:: Selected text ::

As recently as last summer, 45% of Americans (according to one credible survey) “doubted” the safety of vaccines. This did not necessarily translate in to opposition to requirements for children to be vaccinated before going to school, for example, but it remains the case that most states have broad exemptions from mandatory vaccination.
The politics of this defy easy explanation. If the Great Karnak were asked to provide the question to the answer “California, New York, West Virginia, and Mississippi,” there is no chance he would have said “states with the fewest exemptions to mandatory vaccinations.”
Yesterday’s election results, coming as they did on the brink of the now virtually inevitable Covid-19 pandemic, offer early evidence that the tide may be turning. Last year, Maine’s legislature eliminated most exemptions from vaccination requirements by a one-vote margin, effectively turning it from dark blue to yellow on the map above. The anti-vaxxers being nothing if not committed tried to overturn the new strict law by referendum. They were destroyed.
Of course, it is impossible to know whether the anti-vaxxer referendum would have passed in the absence of the recent scare, but we strongly suspect that at least the margin of its defeat was so great because we have been reminded, rather harshly, of the social and economic consequences of unchecked infectious disease.

:::
:: Extracted material ::

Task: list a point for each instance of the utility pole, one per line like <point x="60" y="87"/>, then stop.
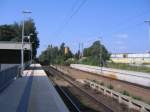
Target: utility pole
<point x="22" y="46"/>
<point x="82" y="49"/>
<point x="148" y="22"/>
<point x="101" y="51"/>
<point x="79" y="51"/>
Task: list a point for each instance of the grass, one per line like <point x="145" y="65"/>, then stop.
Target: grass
<point x="137" y="98"/>
<point x="128" y="67"/>
<point x="110" y="86"/>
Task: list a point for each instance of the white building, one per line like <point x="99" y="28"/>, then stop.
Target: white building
<point x="132" y="58"/>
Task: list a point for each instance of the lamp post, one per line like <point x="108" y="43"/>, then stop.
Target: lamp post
<point x="22" y="47"/>
<point x="148" y="22"/>
<point x="29" y="37"/>
<point x="101" y="51"/>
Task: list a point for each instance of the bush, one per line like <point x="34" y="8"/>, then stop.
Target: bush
<point x="137" y="98"/>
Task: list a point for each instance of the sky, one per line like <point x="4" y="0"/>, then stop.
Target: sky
<point x="119" y="24"/>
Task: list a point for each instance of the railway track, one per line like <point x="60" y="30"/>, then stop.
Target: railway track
<point x="71" y="81"/>
<point x="68" y="101"/>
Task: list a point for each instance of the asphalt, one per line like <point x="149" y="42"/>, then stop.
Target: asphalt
<point x="31" y="93"/>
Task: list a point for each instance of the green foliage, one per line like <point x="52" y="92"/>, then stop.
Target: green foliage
<point x="128" y="67"/>
<point x="96" y="54"/>
<point x="13" y="32"/>
<point x="110" y="86"/>
<point x="137" y="98"/>
<point x="55" y="55"/>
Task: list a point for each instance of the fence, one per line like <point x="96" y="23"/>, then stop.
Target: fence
<point x="7" y="73"/>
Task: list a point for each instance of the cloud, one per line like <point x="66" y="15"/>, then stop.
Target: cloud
<point x="118" y="42"/>
<point x="121" y="36"/>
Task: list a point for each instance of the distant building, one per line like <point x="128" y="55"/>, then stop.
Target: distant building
<point x="131" y="58"/>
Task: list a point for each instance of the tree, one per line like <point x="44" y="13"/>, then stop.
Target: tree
<point x="96" y="54"/>
<point x="55" y="55"/>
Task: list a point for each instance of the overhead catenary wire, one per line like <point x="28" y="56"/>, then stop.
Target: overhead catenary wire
<point x="74" y="10"/>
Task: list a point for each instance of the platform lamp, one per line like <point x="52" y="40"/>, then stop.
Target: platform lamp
<point x="22" y="50"/>
<point x="29" y="38"/>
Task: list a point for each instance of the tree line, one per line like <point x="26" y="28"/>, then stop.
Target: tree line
<point x="96" y="54"/>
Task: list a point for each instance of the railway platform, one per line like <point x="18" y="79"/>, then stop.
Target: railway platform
<point x="31" y="93"/>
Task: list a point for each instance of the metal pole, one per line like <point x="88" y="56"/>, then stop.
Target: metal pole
<point x="101" y="50"/>
<point x="22" y="50"/>
<point x="148" y="22"/>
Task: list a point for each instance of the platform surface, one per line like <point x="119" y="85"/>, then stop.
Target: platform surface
<point x="31" y="93"/>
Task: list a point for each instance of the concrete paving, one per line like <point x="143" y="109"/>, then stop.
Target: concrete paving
<point x="31" y="93"/>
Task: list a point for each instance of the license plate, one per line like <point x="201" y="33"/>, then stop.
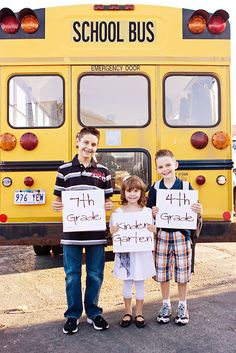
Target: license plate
<point x="29" y="197"/>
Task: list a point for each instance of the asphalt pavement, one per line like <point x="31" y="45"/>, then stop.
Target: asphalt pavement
<point x="33" y="302"/>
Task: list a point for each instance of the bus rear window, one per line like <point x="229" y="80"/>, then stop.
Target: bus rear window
<point x="36" y="101"/>
<point x="114" y="100"/>
<point x="122" y="164"/>
<point x="191" y="100"/>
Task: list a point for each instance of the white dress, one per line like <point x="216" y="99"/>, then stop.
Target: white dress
<point x="135" y="266"/>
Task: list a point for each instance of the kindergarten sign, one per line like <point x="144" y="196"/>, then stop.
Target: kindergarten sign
<point x="175" y="209"/>
<point x="83" y="210"/>
<point x="133" y="234"/>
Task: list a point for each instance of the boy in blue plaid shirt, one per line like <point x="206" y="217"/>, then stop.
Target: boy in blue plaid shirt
<point x="171" y="244"/>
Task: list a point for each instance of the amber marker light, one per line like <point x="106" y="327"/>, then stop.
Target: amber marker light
<point x="6" y="182"/>
<point x="28" y="181"/>
<point x="221" y="180"/>
<point x="197" y="22"/>
<point x="7" y="141"/>
<point x="200" y="180"/>
<point x="227" y="216"/>
<point x="28" y="21"/>
<point x="8" y="21"/>
<point x="199" y="139"/>
<point x="29" y="141"/>
<point x="217" y="22"/>
<point x="220" y="140"/>
<point x="3" y="218"/>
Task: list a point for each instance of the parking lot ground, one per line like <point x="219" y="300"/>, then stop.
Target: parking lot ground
<point x="33" y="302"/>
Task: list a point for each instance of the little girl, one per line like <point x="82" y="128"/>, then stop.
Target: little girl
<point x="133" y="267"/>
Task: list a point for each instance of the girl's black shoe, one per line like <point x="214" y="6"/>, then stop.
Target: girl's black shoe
<point x="139" y="323"/>
<point x="126" y="323"/>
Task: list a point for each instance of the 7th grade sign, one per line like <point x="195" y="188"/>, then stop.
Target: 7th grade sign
<point x="83" y="210"/>
<point x="133" y="234"/>
<point x="175" y="209"/>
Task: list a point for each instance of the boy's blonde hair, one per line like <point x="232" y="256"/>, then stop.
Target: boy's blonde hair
<point x="88" y="130"/>
<point x="164" y="153"/>
<point x="130" y="183"/>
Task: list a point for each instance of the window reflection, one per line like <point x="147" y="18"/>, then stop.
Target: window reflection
<point x="191" y="100"/>
<point x="109" y="100"/>
<point x="36" y="101"/>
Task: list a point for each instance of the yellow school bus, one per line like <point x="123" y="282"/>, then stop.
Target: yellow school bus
<point x="148" y="77"/>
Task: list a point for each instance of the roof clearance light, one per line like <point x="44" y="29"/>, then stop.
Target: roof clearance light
<point x="197" y="22"/>
<point x="217" y="22"/>
<point x="220" y="140"/>
<point x="8" y="21"/>
<point x="113" y="7"/>
<point x="28" y="21"/>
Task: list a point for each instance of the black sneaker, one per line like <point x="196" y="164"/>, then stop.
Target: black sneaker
<point x="164" y="314"/>
<point x="98" y="323"/>
<point x="182" y="316"/>
<point x="71" y="326"/>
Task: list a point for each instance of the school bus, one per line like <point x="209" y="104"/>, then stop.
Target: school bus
<point x="148" y="77"/>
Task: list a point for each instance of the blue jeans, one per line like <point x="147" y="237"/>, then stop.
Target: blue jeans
<point x="95" y="260"/>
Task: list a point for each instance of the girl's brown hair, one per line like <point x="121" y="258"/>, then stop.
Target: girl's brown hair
<point x="130" y="183"/>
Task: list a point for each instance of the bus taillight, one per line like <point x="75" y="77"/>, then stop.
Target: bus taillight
<point x="198" y="20"/>
<point x="7" y="141"/>
<point x="199" y="139"/>
<point x="200" y="180"/>
<point x="8" y="21"/>
<point x="28" y="21"/>
<point x="29" y="141"/>
<point x="217" y="22"/>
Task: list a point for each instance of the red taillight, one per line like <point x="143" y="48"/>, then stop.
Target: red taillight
<point x="217" y="22"/>
<point x="9" y="23"/>
<point x="227" y="215"/>
<point x="29" y="141"/>
<point x="199" y="139"/>
<point x="28" y="21"/>
<point x="3" y="218"/>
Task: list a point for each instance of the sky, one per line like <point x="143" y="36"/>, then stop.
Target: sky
<point x="208" y="5"/>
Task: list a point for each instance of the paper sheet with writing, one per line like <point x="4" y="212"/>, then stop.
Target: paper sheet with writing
<point x="133" y="234"/>
<point x="175" y="209"/>
<point x="83" y="210"/>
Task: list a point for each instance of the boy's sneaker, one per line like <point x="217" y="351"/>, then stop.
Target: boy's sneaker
<point x="71" y="326"/>
<point x="98" y="323"/>
<point x="182" y="316"/>
<point x="164" y="314"/>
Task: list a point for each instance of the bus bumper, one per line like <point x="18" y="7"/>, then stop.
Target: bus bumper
<point x="51" y="233"/>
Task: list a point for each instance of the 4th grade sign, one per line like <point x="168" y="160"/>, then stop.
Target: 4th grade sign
<point x="83" y="210"/>
<point x="133" y="234"/>
<point x="175" y="209"/>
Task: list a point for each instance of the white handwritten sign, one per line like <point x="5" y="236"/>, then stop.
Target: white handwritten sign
<point x="175" y="209"/>
<point x="133" y="234"/>
<point x="83" y="210"/>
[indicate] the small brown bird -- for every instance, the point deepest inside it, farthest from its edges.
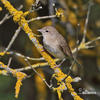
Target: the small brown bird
(55, 43)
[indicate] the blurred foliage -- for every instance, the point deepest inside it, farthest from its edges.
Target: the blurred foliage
(75, 12)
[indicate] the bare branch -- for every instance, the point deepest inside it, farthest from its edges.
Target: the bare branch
(7, 16)
(39, 18)
(13, 39)
(86, 22)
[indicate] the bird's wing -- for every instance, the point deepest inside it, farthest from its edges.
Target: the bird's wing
(63, 45)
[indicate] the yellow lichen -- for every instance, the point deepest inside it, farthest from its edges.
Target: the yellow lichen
(20, 76)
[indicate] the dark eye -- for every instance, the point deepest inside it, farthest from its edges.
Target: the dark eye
(47, 31)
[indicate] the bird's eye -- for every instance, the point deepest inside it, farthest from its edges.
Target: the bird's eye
(47, 31)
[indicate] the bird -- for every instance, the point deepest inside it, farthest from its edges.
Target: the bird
(55, 43)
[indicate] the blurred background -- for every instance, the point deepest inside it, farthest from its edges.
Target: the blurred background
(75, 12)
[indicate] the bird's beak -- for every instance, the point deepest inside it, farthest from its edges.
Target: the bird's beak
(39, 30)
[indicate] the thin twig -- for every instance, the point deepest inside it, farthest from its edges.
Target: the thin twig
(13, 39)
(29, 58)
(39, 18)
(9, 62)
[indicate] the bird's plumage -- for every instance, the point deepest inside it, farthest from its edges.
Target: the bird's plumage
(55, 43)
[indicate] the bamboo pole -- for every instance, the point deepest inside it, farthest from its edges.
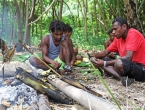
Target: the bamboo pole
(88, 100)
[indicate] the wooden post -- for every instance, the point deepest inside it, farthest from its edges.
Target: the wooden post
(43, 102)
(88, 100)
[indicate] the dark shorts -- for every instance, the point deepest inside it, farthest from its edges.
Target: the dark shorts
(133, 70)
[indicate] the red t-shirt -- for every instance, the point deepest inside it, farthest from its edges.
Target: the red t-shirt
(133, 42)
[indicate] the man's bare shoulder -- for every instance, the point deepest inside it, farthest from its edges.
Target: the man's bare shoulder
(45, 37)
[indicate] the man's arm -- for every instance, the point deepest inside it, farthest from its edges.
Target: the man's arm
(101, 54)
(128, 55)
(44, 48)
(73, 59)
(99, 63)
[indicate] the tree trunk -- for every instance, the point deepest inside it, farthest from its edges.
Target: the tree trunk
(130, 9)
(88, 100)
(19, 46)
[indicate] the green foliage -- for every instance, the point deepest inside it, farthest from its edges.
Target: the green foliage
(93, 42)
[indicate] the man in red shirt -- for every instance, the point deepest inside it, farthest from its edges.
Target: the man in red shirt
(130, 44)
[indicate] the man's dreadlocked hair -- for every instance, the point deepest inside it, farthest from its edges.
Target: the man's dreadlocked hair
(56, 25)
(68, 28)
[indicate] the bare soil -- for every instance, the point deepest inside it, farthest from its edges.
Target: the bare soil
(131, 97)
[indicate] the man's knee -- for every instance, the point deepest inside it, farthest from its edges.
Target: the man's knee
(75, 50)
(119, 66)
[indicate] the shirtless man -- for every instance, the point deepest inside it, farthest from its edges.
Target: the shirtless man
(55, 49)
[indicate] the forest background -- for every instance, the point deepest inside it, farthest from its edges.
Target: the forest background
(28, 20)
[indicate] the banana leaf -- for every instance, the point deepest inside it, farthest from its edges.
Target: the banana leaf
(83, 64)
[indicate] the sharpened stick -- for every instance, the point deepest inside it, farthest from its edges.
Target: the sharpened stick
(2, 67)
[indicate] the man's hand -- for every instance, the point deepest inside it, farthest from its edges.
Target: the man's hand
(112, 55)
(97, 62)
(55, 64)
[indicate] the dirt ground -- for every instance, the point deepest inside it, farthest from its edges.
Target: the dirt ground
(129, 98)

:::

_Requirement:_
Reproduce the portion of the passage on vaccine exemptions starting with "The politics of" and going on through "They were destroyed.". The data above can be set aside for this work.

_Response to this exercise:_
The politics of this defy easy explanation. If the Great Karnak were asked to provide the question to the answer “California, New York, West Virginia, and Mississippi,” there is no chance he would have said “states with the fewest exemptions to mandatory vaccinations.”
Yesterday’s election results, coming as they did on the brink of the now virtually inevitable Covid-19 pandemic, offer early evidence that the tide may be turning. Last year, Maine’s legislature eliminated most exemptions from vaccination requirements by a one-vote margin, effectively turning it from dark blue to yellow on the map above. The anti-vaxxers being nothing if not committed tried to overturn the new strict law by referendum. They were destroyed.